▸ **Request**
Could you rewrite every one of the records below, replacing "Annotate" with "Mark" and leaving everything else unchanged?

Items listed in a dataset
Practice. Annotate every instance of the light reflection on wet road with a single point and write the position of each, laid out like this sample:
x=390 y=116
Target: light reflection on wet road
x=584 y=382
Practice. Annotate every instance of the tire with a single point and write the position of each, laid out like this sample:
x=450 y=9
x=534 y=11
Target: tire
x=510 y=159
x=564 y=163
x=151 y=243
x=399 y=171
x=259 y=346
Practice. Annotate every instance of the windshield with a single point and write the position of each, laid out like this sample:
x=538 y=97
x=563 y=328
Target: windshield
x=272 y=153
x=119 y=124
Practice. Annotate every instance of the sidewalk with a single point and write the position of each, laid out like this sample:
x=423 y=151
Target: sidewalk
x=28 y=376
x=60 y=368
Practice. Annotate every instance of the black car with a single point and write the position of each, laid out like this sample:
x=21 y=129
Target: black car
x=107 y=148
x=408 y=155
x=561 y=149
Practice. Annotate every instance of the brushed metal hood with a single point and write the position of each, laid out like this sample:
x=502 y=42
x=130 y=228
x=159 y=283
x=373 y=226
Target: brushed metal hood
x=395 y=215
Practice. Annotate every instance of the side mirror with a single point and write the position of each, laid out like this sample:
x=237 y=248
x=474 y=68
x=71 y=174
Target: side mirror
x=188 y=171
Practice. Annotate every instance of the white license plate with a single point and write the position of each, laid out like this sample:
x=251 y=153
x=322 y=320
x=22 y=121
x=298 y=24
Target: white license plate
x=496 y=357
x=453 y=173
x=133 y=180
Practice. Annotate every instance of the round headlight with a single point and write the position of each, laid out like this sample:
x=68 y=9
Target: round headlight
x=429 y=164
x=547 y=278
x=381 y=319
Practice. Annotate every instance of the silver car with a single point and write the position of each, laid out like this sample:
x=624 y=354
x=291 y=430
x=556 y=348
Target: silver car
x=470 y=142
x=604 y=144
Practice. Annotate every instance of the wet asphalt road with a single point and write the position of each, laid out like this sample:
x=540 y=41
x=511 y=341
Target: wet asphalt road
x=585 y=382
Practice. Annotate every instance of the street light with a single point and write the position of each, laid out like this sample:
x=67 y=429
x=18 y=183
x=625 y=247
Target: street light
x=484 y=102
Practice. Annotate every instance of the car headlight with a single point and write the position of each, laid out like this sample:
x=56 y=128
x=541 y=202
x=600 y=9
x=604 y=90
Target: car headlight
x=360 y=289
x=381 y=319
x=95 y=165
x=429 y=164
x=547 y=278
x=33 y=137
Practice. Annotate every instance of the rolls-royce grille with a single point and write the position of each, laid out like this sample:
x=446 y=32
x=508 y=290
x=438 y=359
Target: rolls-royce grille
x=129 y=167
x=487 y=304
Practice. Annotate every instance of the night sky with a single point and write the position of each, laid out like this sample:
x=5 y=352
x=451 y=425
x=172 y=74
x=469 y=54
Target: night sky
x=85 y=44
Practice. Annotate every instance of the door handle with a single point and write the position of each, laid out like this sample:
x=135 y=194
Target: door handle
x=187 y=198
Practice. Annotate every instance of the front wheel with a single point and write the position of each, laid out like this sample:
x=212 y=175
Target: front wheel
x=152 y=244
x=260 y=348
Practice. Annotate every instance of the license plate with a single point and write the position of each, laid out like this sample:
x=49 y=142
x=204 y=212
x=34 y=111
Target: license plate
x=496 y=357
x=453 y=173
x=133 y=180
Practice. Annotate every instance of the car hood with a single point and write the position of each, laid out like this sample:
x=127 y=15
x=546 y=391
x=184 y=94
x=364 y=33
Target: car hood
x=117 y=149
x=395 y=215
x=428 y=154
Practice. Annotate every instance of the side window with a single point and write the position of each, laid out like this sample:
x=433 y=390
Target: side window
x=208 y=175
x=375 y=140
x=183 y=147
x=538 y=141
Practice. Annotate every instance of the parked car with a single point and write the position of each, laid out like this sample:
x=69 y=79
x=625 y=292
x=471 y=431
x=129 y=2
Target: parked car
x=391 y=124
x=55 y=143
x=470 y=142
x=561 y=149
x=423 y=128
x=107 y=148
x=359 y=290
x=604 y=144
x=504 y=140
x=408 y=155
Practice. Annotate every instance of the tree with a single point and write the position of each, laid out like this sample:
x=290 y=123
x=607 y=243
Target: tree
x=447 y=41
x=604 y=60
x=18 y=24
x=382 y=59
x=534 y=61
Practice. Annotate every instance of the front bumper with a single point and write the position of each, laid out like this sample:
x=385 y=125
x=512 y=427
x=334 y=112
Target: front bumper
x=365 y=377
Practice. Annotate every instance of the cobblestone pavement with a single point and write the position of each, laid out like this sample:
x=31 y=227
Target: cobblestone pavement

▸ **Final result**
Practice. Mark every instance of the light reflection on wet road with a single point and write the position of each, laid out like this sample:
x=390 y=116
Target: light reflection on wet road
x=584 y=382
Practice. Mark every instance of the tire with a single point and write the position of each, laid out like this sample:
x=450 y=9
x=534 y=11
Target: tire
x=510 y=159
x=564 y=163
x=151 y=243
x=399 y=171
x=259 y=346
Practice. Mark every instance of the windshield with a single point and write the position of each, laid out like this sample:
x=538 y=97
x=563 y=328
Target: windshield
x=272 y=153
x=119 y=124
Practice. Mark every instance of the sidewalk with a single point and write the position of each, laid out like this sample:
x=423 y=151
Target: sidewalk
x=28 y=376
x=60 y=368
Practice. Mark every instance of the black car with a single point and write the position of each, laid out like this sample:
x=21 y=129
Target: black car
x=107 y=148
x=408 y=155
x=561 y=149
Practice. Mark every instance of the brushed metal hood with a single point and write the position of each, laid out like this sample:
x=502 y=42
x=130 y=228
x=159 y=283
x=373 y=226
Target: brushed metal hood
x=395 y=215
Practice. Mark every instance of the side mirror with a single point and write the position of each, laid out like this sample:
x=237 y=248
x=474 y=68
x=71 y=174
Target: side mirror
x=188 y=171
Practice. Mark every instance of the white license plate with a single point and write the position of each, laid out like this sample:
x=251 y=153
x=322 y=320
x=22 y=121
x=298 y=24
Target: white license plate
x=496 y=357
x=453 y=173
x=133 y=180
Practice. Mark every instance of the round headlight with a single point and write the position of each, laid out like this sample:
x=68 y=9
Target: round headlight
x=429 y=164
x=547 y=278
x=381 y=319
Practice. Mark every instance of the silver car with a single point and write the position of each, laid out like this sample:
x=624 y=354
x=291 y=430
x=556 y=348
Target: silver car
x=470 y=142
x=604 y=144
Practice. Mark every instance of the wet asphalt road with a single point and write the position of each, laid out like this sample:
x=540 y=41
x=511 y=341
Target: wet asphalt road
x=585 y=382
Practice. Mark every instance of the street light with a single point and write the position of each, laid out like this sample:
x=67 y=429
x=18 y=183
x=625 y=247
Target: street light
x=484 y=102
Practice. Mark every instance of the car headlight with a single point and write the position of each, laid out like this sample:
x=56 y=128
x=541 y=202
x=600 y=9
x=604 y=90
Target: car headlight
x=360 y=289
x=381 y=319
x=95 y=165
x=429 y=164
x=547 y=278
x=33 y=137
Practice. Mark every instance of the rolls-royce grille with a single point and write the position of each, laid out like this sample:
x=446 y=32
x=508 y=290
x=438 y=359
Target: rolls-royce grille
x=129 y=167
x=487 y=304
Practice. Mark every instance of the night sky with a single point and write the position of each, laid out like this sample:
x=5 y=352
x=451 y=425
x=172 y=74
x=469 y=54
Target: night sky
x=85 y=44
Practice. Mark every instance of the door handle with a single point and write the position of each, laid out like this sample:
x=135 y=194
Target: door handle
x=187 y=198
Practice. Mark every instance of the front wheel with a single point and write the position of each, laid out like this sample:
x=212 y=175
Target: front wheel
x=152 y=244
x=260 y=348
Practice. Mark every instance of the license plate with a single point and write the position of each, laid out like this sample:
x=49 y=142
x=204 y=212
x=34 y=111
Target: license plate
x=496 y=357
x=453 y=173
x=133 y=180
Practice. Mark every instance of the car hood with a single point and write the position of each, laid out like this sample:
x=127 y=15
x=546 y=391
x=184 y=94
x=364 y=33
Target: car hood
x=117 y=149
x=395 y=215
x=428 y=154
Practice. Mark every instance of the side window with a single point and write the position of each, laid out like this sample:
x=433 y=390
Target: side window
x=208 y=175
x=375 y=140
x=183 y=147
x=538 y=141
Practice. Mark every instance of the parked car with a single point and write the position of each, laid out like this sample:
x=69 y=79
x=625 y=292
x=471 y=431
x=129 y=2
Target: parked car
x=391 y=124
x=55 y=143
x=470 y=142
x=561 y=149
x=423 y=128
x=107 y=148
x=359 y=290
x=604 y=144
x=504 y=140
x=408 y=155
Practice. Mark every instance of the tree with a single point and write the position of each, laid out like this sample:
x=290 y=123
x=607 y=243
Target: tree
x=447 y=41
x=604 y=60
x=18 y=24
x=382 y=59
x=534 y=61
Practice. Mark every instance of the front bumper with a single point and write the position of each, laid out like this sample:
x=385 y=125
x=512 y=427
x=334 y=112
Target: front bumper
x=365 y=377
Practice. Mark every instance of the cobblestone pavement with a single point and write the position of each, laid out like this sample:
x=31 y=227
Target: cobblestone pavement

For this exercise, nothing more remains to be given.